+++ EXERCISE INPUTS +++

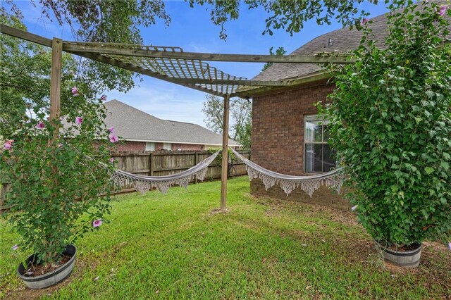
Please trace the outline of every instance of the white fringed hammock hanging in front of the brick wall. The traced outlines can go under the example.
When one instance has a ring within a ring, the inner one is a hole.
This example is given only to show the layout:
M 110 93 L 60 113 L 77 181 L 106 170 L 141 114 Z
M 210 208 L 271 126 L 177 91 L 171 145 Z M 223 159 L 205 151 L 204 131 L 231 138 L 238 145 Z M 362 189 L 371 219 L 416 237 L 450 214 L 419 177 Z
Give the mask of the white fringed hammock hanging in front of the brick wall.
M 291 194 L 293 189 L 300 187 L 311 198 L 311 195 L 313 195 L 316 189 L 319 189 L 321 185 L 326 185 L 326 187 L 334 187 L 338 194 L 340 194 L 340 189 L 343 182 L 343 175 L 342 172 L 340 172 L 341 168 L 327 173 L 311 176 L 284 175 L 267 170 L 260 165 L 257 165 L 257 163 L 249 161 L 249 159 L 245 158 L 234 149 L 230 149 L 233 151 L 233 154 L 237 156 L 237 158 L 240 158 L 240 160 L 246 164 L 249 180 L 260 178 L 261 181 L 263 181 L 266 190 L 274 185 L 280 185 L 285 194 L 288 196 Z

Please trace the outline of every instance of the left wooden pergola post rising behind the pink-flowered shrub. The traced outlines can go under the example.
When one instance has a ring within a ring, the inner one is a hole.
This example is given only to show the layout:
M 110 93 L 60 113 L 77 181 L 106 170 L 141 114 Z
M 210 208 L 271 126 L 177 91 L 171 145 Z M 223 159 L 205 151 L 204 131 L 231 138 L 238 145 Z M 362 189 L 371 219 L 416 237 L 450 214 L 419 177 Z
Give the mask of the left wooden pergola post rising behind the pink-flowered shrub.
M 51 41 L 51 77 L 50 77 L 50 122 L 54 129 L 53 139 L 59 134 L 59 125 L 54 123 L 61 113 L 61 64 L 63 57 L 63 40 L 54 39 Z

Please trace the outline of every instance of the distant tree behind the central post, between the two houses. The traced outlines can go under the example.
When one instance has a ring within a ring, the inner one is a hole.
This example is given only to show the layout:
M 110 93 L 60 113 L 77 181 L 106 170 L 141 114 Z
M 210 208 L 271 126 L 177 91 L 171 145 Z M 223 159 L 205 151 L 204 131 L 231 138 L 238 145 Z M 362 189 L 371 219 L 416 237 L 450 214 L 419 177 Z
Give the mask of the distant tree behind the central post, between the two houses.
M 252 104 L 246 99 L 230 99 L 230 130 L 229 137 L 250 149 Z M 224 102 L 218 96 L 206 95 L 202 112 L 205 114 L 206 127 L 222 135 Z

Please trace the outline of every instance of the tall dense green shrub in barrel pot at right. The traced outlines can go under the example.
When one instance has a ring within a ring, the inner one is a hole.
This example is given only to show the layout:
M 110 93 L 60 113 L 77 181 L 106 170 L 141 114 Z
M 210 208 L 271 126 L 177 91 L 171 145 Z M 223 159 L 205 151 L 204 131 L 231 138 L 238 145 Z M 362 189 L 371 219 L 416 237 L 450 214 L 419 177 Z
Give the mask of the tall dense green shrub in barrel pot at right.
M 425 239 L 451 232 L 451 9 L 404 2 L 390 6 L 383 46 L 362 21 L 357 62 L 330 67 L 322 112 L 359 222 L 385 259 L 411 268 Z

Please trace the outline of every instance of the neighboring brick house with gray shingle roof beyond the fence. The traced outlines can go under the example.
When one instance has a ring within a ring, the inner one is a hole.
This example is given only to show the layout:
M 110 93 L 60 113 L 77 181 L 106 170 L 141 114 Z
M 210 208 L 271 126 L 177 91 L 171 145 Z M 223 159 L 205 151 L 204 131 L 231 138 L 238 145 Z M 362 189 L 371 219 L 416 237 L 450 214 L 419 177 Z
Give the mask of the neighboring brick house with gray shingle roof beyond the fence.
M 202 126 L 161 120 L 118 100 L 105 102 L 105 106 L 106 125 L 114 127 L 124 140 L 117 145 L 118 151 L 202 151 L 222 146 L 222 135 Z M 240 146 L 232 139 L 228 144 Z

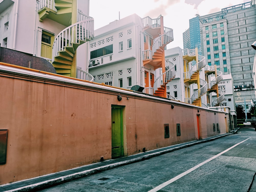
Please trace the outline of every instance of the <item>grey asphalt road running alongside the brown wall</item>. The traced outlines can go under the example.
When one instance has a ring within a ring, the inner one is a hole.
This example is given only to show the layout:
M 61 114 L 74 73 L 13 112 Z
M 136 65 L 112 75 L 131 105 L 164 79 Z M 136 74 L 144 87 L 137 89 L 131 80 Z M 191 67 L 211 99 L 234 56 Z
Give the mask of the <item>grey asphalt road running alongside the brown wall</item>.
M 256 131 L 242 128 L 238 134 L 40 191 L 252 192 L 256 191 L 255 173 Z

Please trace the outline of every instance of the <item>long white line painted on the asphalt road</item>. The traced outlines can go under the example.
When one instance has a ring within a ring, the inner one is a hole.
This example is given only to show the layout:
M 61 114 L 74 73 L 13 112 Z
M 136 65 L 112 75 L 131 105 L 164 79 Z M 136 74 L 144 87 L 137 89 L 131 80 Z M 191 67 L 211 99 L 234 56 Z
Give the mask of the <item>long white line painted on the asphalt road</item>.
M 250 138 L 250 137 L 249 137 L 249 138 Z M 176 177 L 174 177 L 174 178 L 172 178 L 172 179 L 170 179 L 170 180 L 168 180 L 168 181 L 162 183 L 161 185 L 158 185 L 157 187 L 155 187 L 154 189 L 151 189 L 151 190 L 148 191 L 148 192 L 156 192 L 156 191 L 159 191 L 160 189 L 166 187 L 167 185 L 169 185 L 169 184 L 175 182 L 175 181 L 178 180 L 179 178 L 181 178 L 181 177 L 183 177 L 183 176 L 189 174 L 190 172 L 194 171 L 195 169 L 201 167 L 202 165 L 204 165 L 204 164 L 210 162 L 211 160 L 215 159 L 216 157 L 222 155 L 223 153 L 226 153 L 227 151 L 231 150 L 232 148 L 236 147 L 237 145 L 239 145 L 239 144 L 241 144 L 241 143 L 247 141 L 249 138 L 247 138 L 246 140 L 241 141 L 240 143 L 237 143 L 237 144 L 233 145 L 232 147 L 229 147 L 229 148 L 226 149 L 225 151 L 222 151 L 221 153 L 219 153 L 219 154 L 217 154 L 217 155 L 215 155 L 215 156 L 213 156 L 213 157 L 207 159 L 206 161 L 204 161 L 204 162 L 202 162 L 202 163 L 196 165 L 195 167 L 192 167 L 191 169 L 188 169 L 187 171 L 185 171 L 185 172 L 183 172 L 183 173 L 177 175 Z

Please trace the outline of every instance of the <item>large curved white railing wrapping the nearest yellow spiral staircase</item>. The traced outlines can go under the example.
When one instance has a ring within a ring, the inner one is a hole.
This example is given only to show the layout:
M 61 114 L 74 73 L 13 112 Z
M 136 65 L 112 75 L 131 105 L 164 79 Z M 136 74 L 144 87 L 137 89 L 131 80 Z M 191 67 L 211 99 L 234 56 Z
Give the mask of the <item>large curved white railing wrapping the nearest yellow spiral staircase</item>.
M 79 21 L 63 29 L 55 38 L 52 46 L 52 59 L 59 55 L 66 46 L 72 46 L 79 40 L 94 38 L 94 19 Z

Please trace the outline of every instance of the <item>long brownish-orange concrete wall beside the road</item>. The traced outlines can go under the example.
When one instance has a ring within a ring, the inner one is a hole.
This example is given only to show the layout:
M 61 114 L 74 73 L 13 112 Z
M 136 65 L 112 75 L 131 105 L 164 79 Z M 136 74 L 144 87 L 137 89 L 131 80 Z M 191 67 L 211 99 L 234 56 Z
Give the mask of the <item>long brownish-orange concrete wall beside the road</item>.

+++

## PROMPT
Every line of the listing must be reproduced exactly, though the pictures are to be left out.

## RESULT OF THIS EXERCISE
Please trace the outline of every instance of the white fringed hammock hanging in front of the brick wall. The traced outlines can go under the example.
When one instance has a ring within a ring, the inner one is a hole.
This example is given only to show the layout:
M 110 93 L 60 113 L 77 181 L 106 170 L 141 114 Z
M 210 208 L 271 126 L 177 91 L 171 145 Z M 223 159 L 205 151 L 204 131 L 231 138 L 238 145 Z M 362 189 L 371 219 L 416 237 L 450 214 L 419 177 Z
Give the mask of the white fringed hammock hanging in front of the brick wall.
M 291 194 L 293 189 L 300 187 L 311 198 L 311 195 L 313 195 L 316 189 L 319 189 L 321 185 L 326 185 L 326 187 L 334 187 L 338 194 L 340 194 L 340 189 L 343 182 L 343 175 L 342 172 L 340 172 L 341 168 L 327 173 L 311 176 L 284 175 L 267 170 L 260 165 L 257 165 L 257 163 L 249 161 L 249 159 L 245 158 L 234 149 L 230 149 L 233 151 L 233 154 L 237 156 L 237 158 L 240 158 L 240 160 L 246 164 L 249 180 L 260 178 L 261 181 L 263 181 L 266 190 L 274 185 L 280 185 L 285 194 L 288 196 Z

Please trace the outline of every instance of the left wooden pergola post rising behind the pink-flowered shrub. The traced outlines can go under the example.
When one instance has a ring within a ring, the inner one is a hole.
This example is given only to show the layout:
M 110 93 L 60 113 L 77 181 L 106 170 L 141 114 Z
M 210 208 L 271 126 L 177 91 L 171 145 Z M 223 159 L 205 151 L 204 131 L 231 138 L 238 145 Z M 362 189 L 371 219 L 416 237 L 450 214 L 419 177 Z
Give the mask of the left wooden pergola post rising behind the pink-flowered shrub.
M 51 41 L 51 77 L 50 77 L 50 122 L 54 129 L 53 139 L 59 134 L 59 125 L 54 123 L 61 113 L 61 64 L 63 57 L 63 40 L 54 39 Z

Please trace the outline of every instance of the distant tree behind the central post, between the two houses. The traced outlines can go under the example.
When one instance has a ring within a ring, the inner one is a hole.
This example is given only to show the layout:
M 110 93 L 60 113 L 77 181 L 106 170 L 141 114 Z
M 210 208 L 271 126 L 177 91 L 171 145 Z M 223 159 L 205 151 L 204 131 L 231 138 L 238 145 Z M 362 189 L 371 219 L 416 237 L 450 214 L 419 177 Z
Give the mask of the distant tree behind the central post, between the two houses.
M 252 104 L 246 99 L 230 99 L 230 130 L 229 137 L 250 149 Z M 224 102 L 218 96 L 206 95 L 202 112 L 205 114 L 206 127 L 222 135 Z

Please trace the outline of every instance of the tall dense green shrub in barrel pot at right. The traced outlines can go under the example.
When one instance has a ring within a ring, the inner one is a hole.
This example is given only to show the layout:
M 110 93 L 60 113 L 77 181 L 106 170 L 141 114 Z
M 210 208 L 271 126 L 177 91 L 171 145 Z M 223 159 L 205 151 L 204 131 L 231 138 L 238 145 Z M 362 189 L 371 219 L 416 237 L 450 214 L 419 177 Z
Give the mask of the tall dense green shrub in barrel pot at right.
M 425 239 L 451 232 L 451 9 L 404 2 L 390 6 L 383 46 L 362 21 L 357 62 L 330 67 L 322 112 L 359 222 L 385 259 L 411 268 Z

Please trace the outline of every instance of the neighboring brick house with gray shingle roof beyond the fence. The traced outlines can go under the example.
When one instance has a ring within a ring, the inner one is a hole.
This example is given only to show the layout:
M 110 93 L 60 113 L 77 181 L 106 170 L 141 114 Z
M 210 208 L 271 126 L 177 91 L 171 145 Z M 223 159 L 205 151 L 204 131 L 231 138 L 238 145 Z M 362 189 L 371 219 L 416 237 L 450 214 L 419 177 Z
Give the mask of the neighboring brick house with gray shingle roof beyond the fence.
M 202 126 L 161 120 L 118 100 L 105 102 L 105 106 L 106 125 L 114 127 L 124 140 L 117 145 L 118 151 L 202 151 L 222 146 L 222 135 Z M 240 146 L 232 139 L 228 144 Z

Please trace the outline of every instance of the <item>grey asphalt road running alongside the brown wall</item>. The traced outlines can go under the example.
When one instance has a ring within a ring, the inner one is a hole.
This example is given only to show the layout:
M 61 114 L 74 73 L 13 112 Z
M 136 65 L 112 75 L 131 105 L 164 79 Z M 136 74 L 144 87 L 137 89 L 131 80 Z M 191 67 L 211 99 L 234 56 Z
Give the mask of the <item>grey asphalt road running alongside the brown wall</item>.
M 256 131 L 242 128 L 238 134 L 40 191 L 252 192 L 256 191 L 255 173 Z

Please trace the outline of every instance of the <item>long white line painted on the asphalt road</item>. The traced outlines can go under the example.
When one instance has a ring within a ring, the inner one is a hole.
This example is given only to show the layout:
M 61 114 L 74 73 L 13 112 Z
M 136 65 L 112 75 L 131 105 L 164 79 Z M 136 74 L 144 87 L 137 89 L 131 80 Z M 191 67 L 211 99 L 234 56 Z
Give the mask of the <item>long white line painted on the asphalt road</item>.
M 250 138 L 250 137 L 249 137 L 249 138 Z M 176 177 L 174 177 L 174 178 L 172 178 L 172 179 L 170 179 L 170 180 L 168 180 L 168 181 L 162 183 L 161 185 L 158 185 L 157 187 L 155 187 L 154 189 L 151 189 L 151 190 L 148 191 L 148 192 L 156 192 L 156 191 L 159 191 L 160 189 L 166 187 L 167 185 L 169 185 L 169 184 L 175 182 L 175 181 L 178 180 L 179 178 L 181 178 L 181 177 L 183 177 L 183 176 L 189 174 L 190 172 L 194 171 L 195 169 L 201 167 L 202 165 L 204 165 L 204 164 L 210 162 L 211 160 L 215 159 L 216 157 L 222 155 L 223 153 L 226 153 L 227 151 L 231 150 L 232 148 L 236 147 L 237 145 L 239 145 L 239 144 L 241 144 L 241 143 L 247 141 L 249 138 L 247 138 L 246 140 L 241 141 L 240 143 L 237 143 L 237 144 L 233 145 L 232 147 L 229 147 L 229 148 L 226 149 L 225 151 L 222 151 L 221 153 L 219 153 L 219 154 L 217 154 L 217 155 L 215 155 L 215 156 L 213 156 L 213 157 L 207 159 L 206 161 L 204 161 L 204 162 L 202 162 L 202 163 L 196 165 L 195 167 L 192 167 L 191 169 L 188 169 L 187 171 L 185 171 L 185 172 L 183 172 L 183 173 L 177 175 Z

Please trace the outline of every instance of the <item>large curved white railing wrapping the nearest yellow spiral staircase</item>. The traced outlines can go under the example.
When one instance has a ring within a ring, the inner one is a hole.
This example is given only to show the layout:
M 61 114 L 74 73 L 13 112 Z
M 136 65 L 112 75 L 131 105 L 164 79 Z M 136 74 L 144 87 L 137 89 L 131 80 Z M 191 67 L 211 99 L 234 56 Z
Give the mask of the <item>large curved white railing wrapping the nearest yellow spiral staircase</item>.
M 79 21 L 63 29 L 55 38 L 52 46 L 52 59 L 59 55 L 66 46 L 72 46 L 79 40 L 94 38 L 94 19 Z

Please trace the outline of every instance of the <item>long brownish-orange concrete wall beside the road</item>. The traced outlines can go under the example.
When one instance has a ring within a ring, the inner one is a hole.
This example is given only to show the layout:
M 61 114 L 74 73 L 13 112 Z
M 136 65 L 112 75 L 131 105 L 164 79 Z M 136 74 L 144 87 L 137 89 L 131 80 Z M 191 67 L 211 99 L 234 56 Z
Give the mask of the <item>long brownish-orange concrete wall beside the road</item>.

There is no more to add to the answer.